(WORK ITEM) Reproduce the listing that follows, unchanged and complete.

(DATA LISTING)
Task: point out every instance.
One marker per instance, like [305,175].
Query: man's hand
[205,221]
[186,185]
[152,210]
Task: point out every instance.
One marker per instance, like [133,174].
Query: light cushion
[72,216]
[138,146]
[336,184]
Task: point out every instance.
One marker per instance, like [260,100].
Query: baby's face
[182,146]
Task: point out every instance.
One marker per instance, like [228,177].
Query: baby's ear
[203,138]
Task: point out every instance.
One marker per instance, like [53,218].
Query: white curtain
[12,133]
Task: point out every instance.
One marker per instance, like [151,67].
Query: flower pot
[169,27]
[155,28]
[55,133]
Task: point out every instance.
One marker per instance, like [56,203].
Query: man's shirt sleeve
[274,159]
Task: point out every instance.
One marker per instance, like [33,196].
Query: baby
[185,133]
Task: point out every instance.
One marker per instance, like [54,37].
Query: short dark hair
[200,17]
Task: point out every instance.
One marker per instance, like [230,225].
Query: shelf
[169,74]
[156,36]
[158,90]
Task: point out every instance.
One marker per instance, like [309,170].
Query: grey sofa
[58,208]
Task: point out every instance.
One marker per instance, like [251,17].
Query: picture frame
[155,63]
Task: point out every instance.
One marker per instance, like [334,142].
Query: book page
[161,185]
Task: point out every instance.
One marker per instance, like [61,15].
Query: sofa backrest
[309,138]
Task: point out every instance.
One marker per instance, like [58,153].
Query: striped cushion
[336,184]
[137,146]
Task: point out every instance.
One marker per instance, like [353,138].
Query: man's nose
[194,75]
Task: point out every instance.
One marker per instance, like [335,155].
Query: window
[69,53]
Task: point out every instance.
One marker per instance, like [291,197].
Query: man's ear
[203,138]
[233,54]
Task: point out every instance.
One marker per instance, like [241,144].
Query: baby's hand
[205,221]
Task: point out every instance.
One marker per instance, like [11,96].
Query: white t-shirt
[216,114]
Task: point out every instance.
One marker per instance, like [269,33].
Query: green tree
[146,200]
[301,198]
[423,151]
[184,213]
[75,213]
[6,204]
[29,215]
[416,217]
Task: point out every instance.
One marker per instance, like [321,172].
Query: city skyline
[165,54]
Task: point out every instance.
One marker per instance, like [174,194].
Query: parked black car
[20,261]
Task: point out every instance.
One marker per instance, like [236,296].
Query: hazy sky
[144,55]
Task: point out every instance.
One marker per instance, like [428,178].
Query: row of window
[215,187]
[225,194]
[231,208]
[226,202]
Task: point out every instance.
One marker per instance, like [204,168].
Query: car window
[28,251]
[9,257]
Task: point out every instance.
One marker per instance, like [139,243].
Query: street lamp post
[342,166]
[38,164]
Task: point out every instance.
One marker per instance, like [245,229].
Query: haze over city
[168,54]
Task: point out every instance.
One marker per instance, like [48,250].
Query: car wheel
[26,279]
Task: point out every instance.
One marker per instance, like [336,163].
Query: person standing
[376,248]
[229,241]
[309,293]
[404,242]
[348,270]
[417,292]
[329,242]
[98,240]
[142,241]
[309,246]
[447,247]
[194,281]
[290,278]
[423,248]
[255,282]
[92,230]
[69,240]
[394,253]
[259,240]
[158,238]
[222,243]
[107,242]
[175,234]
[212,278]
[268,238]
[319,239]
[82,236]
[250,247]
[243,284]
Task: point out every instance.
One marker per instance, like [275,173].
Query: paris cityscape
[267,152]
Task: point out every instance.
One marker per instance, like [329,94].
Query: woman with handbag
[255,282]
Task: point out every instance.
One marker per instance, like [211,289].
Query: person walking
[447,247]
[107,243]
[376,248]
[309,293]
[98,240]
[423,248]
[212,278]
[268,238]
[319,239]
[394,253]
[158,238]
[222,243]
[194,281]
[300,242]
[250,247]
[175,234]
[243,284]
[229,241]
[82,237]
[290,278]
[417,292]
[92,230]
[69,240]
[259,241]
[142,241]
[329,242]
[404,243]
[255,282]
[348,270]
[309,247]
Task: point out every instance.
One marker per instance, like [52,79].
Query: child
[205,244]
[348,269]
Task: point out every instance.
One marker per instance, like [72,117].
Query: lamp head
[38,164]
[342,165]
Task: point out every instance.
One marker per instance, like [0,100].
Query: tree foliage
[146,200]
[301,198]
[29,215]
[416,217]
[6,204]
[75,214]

(ANSWER BELOW)
Task: point out every instance.
One marker per instance, like [305,175].
Query: man's hand
[205,221]
[186,185]
[152,210]
Task: point out every instance.
One marker per instance, like [133,174].
Query: light cushion
[72,216]
[138,146]
[336,184]
Task: point out every instance.
One marker per instance, like [260,100].
Query: baby's face
[182,146]
Task: point out every instance.
One marker per instance, like [228,177].
Query: baby's ear
[203,138]
Task: point out every instance.
One marker per instance, like [53,218].
Query: white curtain
[12,133]
Task: point out every instance.
One marker per instance, like [151,67].
Query: flower pot
[169,27]
[155,28]
[55,133]
Task: point out every instance.
One marker per instance, like [56,203].
Query: man's shirt sleeve
[274,159]
Task: point out every instance.
One marker per instance, like [33,196].
Query: baby
[185,133]
Task: point out every instance.
One marker per instance, like [54,37].
Query: short dark hair
[200,17]
Task: point out every instance.
One marker per instance, like [230,225].
Query: shelf
[169,74]
[156,36]
[158,90]
Task: point out every instance.
One marker per instance, like [309,170].
Query: grey sofa
[58,208]
Task: point out every instance.
One marker per instance, like [251,17].
Query: picture frame
[155,63]
Task: point out every instance.
One marker per instance, like [334,142].
Query: book page
[161,185]
Task: point out every instance.
One marker per instance, like [61,15].
Query: sofa backrest
[309,138]
Task: point out every instance.
One marker per instance, like [58,153].
Query: striped cushion
[336,184]
[137,146]
Task: point out every instance.
One marker per instance, like [353,138].
Query: man's nose
[194,75]
Task: point out every instance.
One marker per instance, like [335,155].
Query: window
[69,53]
Task: point out every instance.
One marker per instance, like [291,197].
Query: man's ear
[203,138]
[233,54]
Task: point out every instance.
One marker per instance, like [241,144].
Query: baby's hand
[205,221]
Task: point out every instance.
One marker per instance, like [11,96].
Query: white t-shirt
[216,114]
Task: point out every instance.
One marker per instance, like [269,33].
Query: green tree
[146,200]
[301,198]
[423,151]
[184,213]
[75,213]
[6,204]
[29,215]
[416,217]
Task: point out every instance.
One marker per instance, like [321,172].
Query: city skyline
[165,54]
Task: point out every instance.
One marker per instance, like [174,194].
Query: parked black car
[20,261]
Task: point out every instance.
One marker per instance, like [236,296].
Query: hazy sky
[144,55]
Task: point out every instance.
One marker per instance, like [428,178].
Query: row of window
[215,187]
[225,194]
[231,208]
[226,202]
Task: point out every instance.
One marker per instance, like [204,168].
Query: car window
[28,251]
[9,257]
Task: point out every instance.
One marker per instance, like [139,243].
Query: street lamp post
[342,166]
[38,164]
Task: point out every instance.
One marker per instance, like [245,229].
Query: haze over city
[168,54]
Task: point out every instance.
One marker per instance, like [48,250].
Query: car wheel
[26,279]
Task: point out every instance.
One marker per instance, like [336,163].
Query: person standing
[376,248]
[229,241]
[309,293]
[404,242]
[348,270]
[417,292]
[329,242]
[98,240]
[142,241]
[309,246]
[447,247]
[194,281]
[290,278]
[423,248]
[255,282]
[92,230]
[69,240]
[394,253]
[259,240]
[158,238]
[222,243]
[107,242]
[175,234]
[212,278]
[268,238]
[319,239]
[82,236]
[250,247]
[243,284]
Task: point out every instance.
One marker per instance, like [275,173].
Query: paris cityscape
[267,152]
Task: point out every instance.
One marker per instance, like [329,94].
Query: woman with handbag
[255,282]
Task: point out every instance.
One marker per instance, like [211,289].
Query: person walking
[447,247]
[107,243]
[376,248]
[309,293]
[98,240]
[423,248]
[212,278]
[268,238]
[319,239]
[394,253]
[158,238]
[222,243]
[194,281]
[300,242]
[250,247]
[175,234]
[243,284]
[229,241]
[82,237]
[290,278]
[417,292]
[92,230]
[69,240]
[259,241]
[142,241]
[329,242]
[404,243]
[255,282]
[348,270]
[309,247]
Task: point out every instance.
One marker per instance, like [52,79].
Query: child
[205,244]
[348,269]
Task: point out every instance.
One marker per instance, like [72,117].
Query: lamp head
[38,164]
[342,165]
Task: point out every instance.
One marker per instance, like [0,100].
Query: tree foliage
[146,200]
[301,198]
[29,215]
[416,217]
[6,204]
[75,214]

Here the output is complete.